• PROVIDED PASSAGE:
BEGIN
I'd suggest you download the QSI instruction manual for an in depth look at the capabilities of the Magnum board. The QSI stuff works with Analog DC control and or DCC; and it auto senses either discipline. You cannot trigger the horn and such with a reed type switch; however the special design functions of the QSI Magnum board allow you to toggle the reverse switch to activate the horn and bell dependent on the speed at which you cycle the REV switch. While performing said REV switch cycling; the drive train is not affected. 

You can also purchase the inexpensive Quantum Engineer accessory to program and operate all the functions with DC track power only, pretty neat gadget IMO. 

Michael


----------



## Michael Glavin (Jan 2, 2009)

Nick, 

Your aftermarket device is an elegant means to operate QSI stuff via Aristo’s TE… Well done Greg! 

Michael


----------



## Pete Thornton (Jan 2, 2008)

I the drilled out the trucks to the outside diameter of the bushings and press fit them in. 
I did this for both sides of the trucks and ran the two wires into the tender.


Navy, 

I'm surprised no-one has mentioned this - they must be focused on the sound, not the wiring! *The Bachmann axles are one-piece, not split. Your bearings are both picking up nothing, but will cause a dead short! 
*
I double-checked three (triple-checked?) of my tenders. The black plastic tube is just a sleeve on the rod to hold the wheels apart. Each wheel is insulated from the axle so your pickups are doing nothing. Don't connect them to the engine! 

If you want track pickup, you'll have to press wipers on the backs of the wheels, or replace the wheels with some of those neat ball-bearing wheels with pickup tabs on them.


----------



## NavyTech (Aug 2, 2008)

Good call Pete Thornton. I checked into it and your right. I used a different wheel for testing and the shafts were separated with plastic. I will have to see if I can swap wheels. Thanks a lot you saved my ass on that one.


----------



## NavyTech (Aug 2, 2008)

I am now in the process of modifying the Bachmman wheels to rectify this issue. I started by cutting the axle in half and taking a small section out to provide a gab then glue the shaft in the plastic insulator. 

Then soldering the shaft to the wheel. Once I get one finished and operational I will begin the other wheel and take pictures to show you all what I have done exactly. 

More to follow


----------



## NavyTech (Aug 2, 2008)

Well I got it all figured out and it took some major modification but it works and is safe...LOL 
The picture should describe what I had to do.


----------



## Pete Thornton (Jan 2, 2008)

it took some major modification but it works and is safe


You do come up with some interesting solutions. Did you say you are building this while on duty, with whatever is at hand?
END
• DATASET ROWS:
BEGIN
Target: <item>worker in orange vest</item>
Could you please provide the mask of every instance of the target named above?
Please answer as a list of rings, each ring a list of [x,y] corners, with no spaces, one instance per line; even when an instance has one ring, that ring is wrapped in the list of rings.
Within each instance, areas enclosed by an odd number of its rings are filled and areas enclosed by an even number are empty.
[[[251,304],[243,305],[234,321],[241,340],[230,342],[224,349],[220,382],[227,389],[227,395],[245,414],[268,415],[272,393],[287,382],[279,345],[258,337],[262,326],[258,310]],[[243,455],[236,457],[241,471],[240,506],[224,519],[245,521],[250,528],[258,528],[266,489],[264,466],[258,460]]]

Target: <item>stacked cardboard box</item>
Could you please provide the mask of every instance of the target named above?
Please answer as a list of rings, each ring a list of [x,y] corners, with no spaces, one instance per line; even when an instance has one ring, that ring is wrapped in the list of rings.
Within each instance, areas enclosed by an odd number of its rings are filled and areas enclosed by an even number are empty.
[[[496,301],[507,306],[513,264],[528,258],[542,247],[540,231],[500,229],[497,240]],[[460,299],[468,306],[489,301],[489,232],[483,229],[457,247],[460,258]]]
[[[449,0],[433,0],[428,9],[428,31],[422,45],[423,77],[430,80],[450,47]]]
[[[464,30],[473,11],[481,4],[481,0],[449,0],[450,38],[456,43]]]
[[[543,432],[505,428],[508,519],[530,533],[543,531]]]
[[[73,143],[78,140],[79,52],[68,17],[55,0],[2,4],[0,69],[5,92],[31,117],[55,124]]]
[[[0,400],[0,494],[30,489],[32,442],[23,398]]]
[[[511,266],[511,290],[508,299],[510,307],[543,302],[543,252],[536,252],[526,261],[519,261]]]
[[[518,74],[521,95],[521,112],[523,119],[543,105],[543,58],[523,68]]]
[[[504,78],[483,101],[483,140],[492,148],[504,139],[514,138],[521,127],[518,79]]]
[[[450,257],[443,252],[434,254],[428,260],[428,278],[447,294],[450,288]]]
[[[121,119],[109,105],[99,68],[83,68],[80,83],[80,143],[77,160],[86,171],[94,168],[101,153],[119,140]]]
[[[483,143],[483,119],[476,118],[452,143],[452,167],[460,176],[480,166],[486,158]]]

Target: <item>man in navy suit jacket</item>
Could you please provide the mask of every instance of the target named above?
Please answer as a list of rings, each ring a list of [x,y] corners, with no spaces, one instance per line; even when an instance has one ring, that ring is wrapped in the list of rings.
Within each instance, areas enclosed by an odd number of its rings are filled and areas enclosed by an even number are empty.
END
• WORK TO DO:
a) Answer these questions using the forum thread:
(i) By what action does the QSI Magnum board let a user activate the horn and bell?
(ii) According to Pete Thornton, what is the black plastic tube on the Bachmann tender axle?
(iii) What did NavyTech say he would solder after gluing the shaft in the plastic insulator?
b) Proceed with the forum thread, adding further posts that follow on from its final post.
The listing above comes from a separate source unrelated to the forum thread.

• SOLVED TASKS:
a)
(i) By toggling the reverse (REV) switch, with the horn or bell depending on the speed at which the switch is cycled.
(ii) A sleeve on the rod that holds the wheels apart.
(iii) The shaft, to the wheel.

b)
I personally don't like split-axles glued into a plastic sleeve. In my experience they never run 'true' - there's always a wobble. Hopefully yours won't! I'm curious why you shortened the sleeve - the longer the better I weould have thought? On second thoughts, looking at your pic, I remembered it's in two pieces. I used to insert a washer between them to keep the wheels at the correct back-to-back. [I also inserted a longer axle and added a third spacer ot one tender's wheels, making it standard gauge, but that's another story.] 

Half a solution would have been to attach one wheel to the axle on each pair (solder a short jumper wire or add a bent brass washer.) Then move one set of bearings to the other truck on the other side. Insert the axles with the jumper'd wheel next to the bearings, and you'll get track pickup on alternate sides. But only one side on each truck, not both.


----------



## NavyTech (Aug 2, 2008)

My solutions are not always conventional. I normally search around the shop and see what I can find to get the job done. Some times I will do things different to find out which way is better or simple improve on older solutions. 

I like your idea on attach one wheel to the axle on each pair I must remember that next time. Thanks again for pointing out my error. It is good to catch these critical errors before power is applied.


----------



## Pete Thornton (Jan 2, 2008)

before power is applied


Especially if you are on one of the Navy's nuclear-powered ships...


----------



## NavyTech (Aug 2, 2008)

Well I got my QSI card today and I am figuring out how to wire it up I did not get the screw base terminals so I am guessing that I will have to solder the connections on the pins. Unfortunately it does not come with a drawing to wire directly only one for plugging into an existing Arito board. Since I am putting this in a Bachmman I have nothing to plug into. 

Do I need another board to plug this thing in or can I just hook motor and pick up power directly to the pins


----------



## blueregal (Jan 3, 2008)

You need therye $15-18 adaptor board you I think ordered the pnp which is for aristo only so far, so now you need the adaptor board to plug the unit you have into and then use the screw terminals to wire your bachmann into. The Regal


----------



## NavyTech (Aug 2, 2008)

Does this adapter board just convert the pins to screw terminals or is there more to it? 

Would anyone have a picture of just the adapter board? 

If it is just am matter of jumping out pins than I can make one from scrap parts in minutes.

I will shop around I guess and see where I can get one.


----------



## RimfireJim (Mar 25, 2009)

Wiring diagrams and photos of the Magnum board are all on QSI Solutions website. The diagram is in the Tech Info section, Installation Instructions. Hope this helps. I'd post a link, but can't seem to paste it in. ??? 

Jim McKim


----------



## RimfireJim (Mar 25, 2009)

photo of magnum adapter board: *http://qsisolutions.com/products/q-magnum.html* 
wiring diagram: *http://qsisolutions.com/pdf/aristo_installation.pdf*


----------



## NavyTech (Aug 2, 2008)

Thank you for the information. I am afraid that this information is not what I am looking for. I am trying to determine what the adapter consist of? Is there components on the back of the cct board? are there terminals jumped? Or is it just converting pins to screw terminals. 

If it is just converting the pins to screw terminals than I can just solder the wire directly to the pins. 

But if it has components on the back like trace wires or resisters,chips or anything than I will have to buy one. 

Is it possible to wire this thing up without the adapter board ?


----------



## RimfireJim (Mar 25, 2009)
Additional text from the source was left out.